→ CONSIGNE 1: Reproduisez tel quel, dans le texte sur le pardon envers soi-même, tout ce qui va de « J’ai failli à » jusqu'à « plate comme réponse. ».
→ CONSIGNE 2: Rédigez la suite du texte sur le pardon envers soi-même, en reprenant juste après sa dernière phrase.

Savoir se pardonner

Lorsque je me suis mariée et que j’ai eu mes enfants, je m’étais juré que rien ni personne ne me séparerait du père des enfants ni ne m’éloignerait d’eux. Je m’étais fait cette promesse à moi-même, je l’avais faite à lui aussi et je l’ai même faite devant Dieu à notre mariage. Puis, quand les enfants sont arrivés, je leur ai promis secrètement de toujours leur donner le meilleur de moi-même.

J’ai failli à ma promesse. Je me suis séparée du papa de mes trois versions mini. Ça ne cadrait plus. Ça n’allait même pas mal. Ce n’était juste plus moi alors que cela avait toujours été parfait pendant douze ans. Je ne collais plus à l’image de celle que je regardais chaque matin exécuter la routine familiale comme une automate. Ma vie me semblait d’un ennui impossible. Mes enfants m’exaspéraient à un point que je n’aurais cru possible. Et mon mari passait lentement du chum à l’ami… La raison? Juste la vie, je pense. Je sais, c’est plate comme réponse.

Allez-y, jugez-moi! De quoi peut-on me qualifier? De menteuse? D’irrespectueuse? De paria? Nul besoin d’en rajouter, je me tape sur la tête par moi-même assez fortement, ne vous en faites pas. Parce que malgré les promesses rompues, mes valeurs ne sont pas disparues soudainement. Je ne suis pas devenue une autre personne. Je suis la même. Cette même personne qui croit qu’il faut toujours aller chercher son bonheur où qu’il soit. Celle qui croit à la vie, celle qui est prête à tout pour le meilleur.

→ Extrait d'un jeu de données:
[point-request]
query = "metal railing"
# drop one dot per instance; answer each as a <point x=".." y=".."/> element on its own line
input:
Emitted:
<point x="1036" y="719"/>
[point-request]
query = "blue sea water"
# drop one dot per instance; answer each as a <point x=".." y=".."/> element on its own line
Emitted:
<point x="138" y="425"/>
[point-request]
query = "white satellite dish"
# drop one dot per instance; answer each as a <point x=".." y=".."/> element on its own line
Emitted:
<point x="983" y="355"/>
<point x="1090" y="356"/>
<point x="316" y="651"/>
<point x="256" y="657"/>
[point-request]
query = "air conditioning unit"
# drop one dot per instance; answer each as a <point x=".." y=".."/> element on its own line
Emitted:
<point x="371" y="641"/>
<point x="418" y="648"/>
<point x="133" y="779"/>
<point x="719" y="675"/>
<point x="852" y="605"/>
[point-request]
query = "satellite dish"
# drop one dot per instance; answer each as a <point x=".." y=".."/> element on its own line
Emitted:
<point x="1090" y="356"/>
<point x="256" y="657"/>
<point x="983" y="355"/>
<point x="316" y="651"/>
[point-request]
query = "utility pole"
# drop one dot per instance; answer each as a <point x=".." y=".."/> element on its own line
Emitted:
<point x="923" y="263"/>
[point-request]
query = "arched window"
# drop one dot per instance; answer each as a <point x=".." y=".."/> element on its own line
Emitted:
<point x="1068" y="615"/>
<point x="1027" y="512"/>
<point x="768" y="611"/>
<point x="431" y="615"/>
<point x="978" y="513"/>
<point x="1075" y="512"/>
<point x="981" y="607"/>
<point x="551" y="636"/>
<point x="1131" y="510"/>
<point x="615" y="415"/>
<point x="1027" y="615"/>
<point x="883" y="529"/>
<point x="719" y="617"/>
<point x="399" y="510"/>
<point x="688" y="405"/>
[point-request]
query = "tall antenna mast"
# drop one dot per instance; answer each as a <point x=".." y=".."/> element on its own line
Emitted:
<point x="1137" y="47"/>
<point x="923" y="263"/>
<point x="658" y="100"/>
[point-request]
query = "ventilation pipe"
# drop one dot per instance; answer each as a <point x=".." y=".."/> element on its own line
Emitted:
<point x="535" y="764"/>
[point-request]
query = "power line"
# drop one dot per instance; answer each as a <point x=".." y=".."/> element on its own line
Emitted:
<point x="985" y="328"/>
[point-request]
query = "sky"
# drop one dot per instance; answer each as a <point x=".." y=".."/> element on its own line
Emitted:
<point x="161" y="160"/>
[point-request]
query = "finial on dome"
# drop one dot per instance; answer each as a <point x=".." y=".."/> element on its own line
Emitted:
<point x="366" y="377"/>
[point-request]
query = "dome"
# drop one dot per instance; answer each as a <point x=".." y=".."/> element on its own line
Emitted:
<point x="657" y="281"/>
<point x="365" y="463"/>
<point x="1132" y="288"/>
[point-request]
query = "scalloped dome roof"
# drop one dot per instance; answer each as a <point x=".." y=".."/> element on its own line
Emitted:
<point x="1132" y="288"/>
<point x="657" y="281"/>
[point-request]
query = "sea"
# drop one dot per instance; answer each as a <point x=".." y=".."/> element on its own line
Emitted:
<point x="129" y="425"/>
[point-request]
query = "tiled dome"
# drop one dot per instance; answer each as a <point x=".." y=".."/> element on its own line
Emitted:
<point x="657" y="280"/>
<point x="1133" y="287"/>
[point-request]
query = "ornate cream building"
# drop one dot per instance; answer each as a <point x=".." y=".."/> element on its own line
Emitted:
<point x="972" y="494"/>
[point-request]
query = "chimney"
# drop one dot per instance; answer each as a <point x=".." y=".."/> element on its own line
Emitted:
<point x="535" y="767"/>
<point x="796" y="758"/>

→ RÉPONSE 1:
J’ai failli à ma promesse. Je me suis séparée du papa de mes trois versions mini. Ça ne cadrait plus. Ça n’allait même pas mal. Ce n’était juste plus moi alors que cela avait toujours été parfait pendant douze ans. Je ne collais plus à l’image de celle que je regardais chaque matin exécuter la routine familiale comme une automate. Ma vie me semblait d’un ennui impossible. Mes enfants m’exaspéraient à un point que je n’aurais cru possible. Et mon mari passait lentement du chum à l’ami… La raison? Juste la vie, je pense. Je sais, c’est plate comme réponse.

→ RÉPONSE 2:
La vie est cependant parfois plus complexe qu’une promesse. Il y a parfois plus de facteurs à considérer, plus de variables qui peuvent changer les choses. Et parfois aussi, on abandonne. Ou on change. Ou la vie nous porte ailleurs. Dans un ailleurs où l’on n’aurait jamais cru même exister. Ou toutes ces réponses.

Puis, un bon matin, après les larmes, la colère contre tout et tout le monde à portée de tir à commencer par moi, j’ai vu les choses autrement. J’ai compris que même si je rompais une promesse, je respectais tout de même ma promesse aux enfants : celle de toujours leur donner le meilleur de moi. Parce que si le meilleur de moi passe par une nouvelle vie de laquelle leur papa ne fait pas partie (ou du moins, plus comme avant), et bien, ainsi soit-il! J’ai vu qu’il est possible que le meilleur de moi implique des choix et des décisions qui ne feront pas l’unanimité et qui ne se feront pas sans heurts. J’ai compris que pour leur donner le meilleur de moi, je me dois d’être à mon meilleur à moi, peu importe ce que ça implique.

Bien sûr que les familles nucléaires parfaites ou les anniversaires de mariage qui s’accumulent chez certains me feront toujours un petit pincement au cœur. Ne pas avoir offert aux enfants une cellule familiale classique fera toujours partie des deuils de ma vie. Par contre, mes enfants sauront toujours qu’il n’y a pas qu’une seule façon de faire les choses, et que différent ne veut pas dire moins bien. Je leur apprends ainsi à ne pas simplement marcher dans les rangs sans se questionner. Je veux leur prouver par l’exemple que les élans du cœur sont parfois plus salutaires que tous les chemins suivis sans entrain.

Et me voilà, deux ans plus tard. Plus zen, plus sereine avec mes choix. Surtout plus convaincue que jamais que je peux leur apporter le meilleur de moi en étant un moi version-améliorée-à-temps-partiel plutôt qu’un temps plein désagréable.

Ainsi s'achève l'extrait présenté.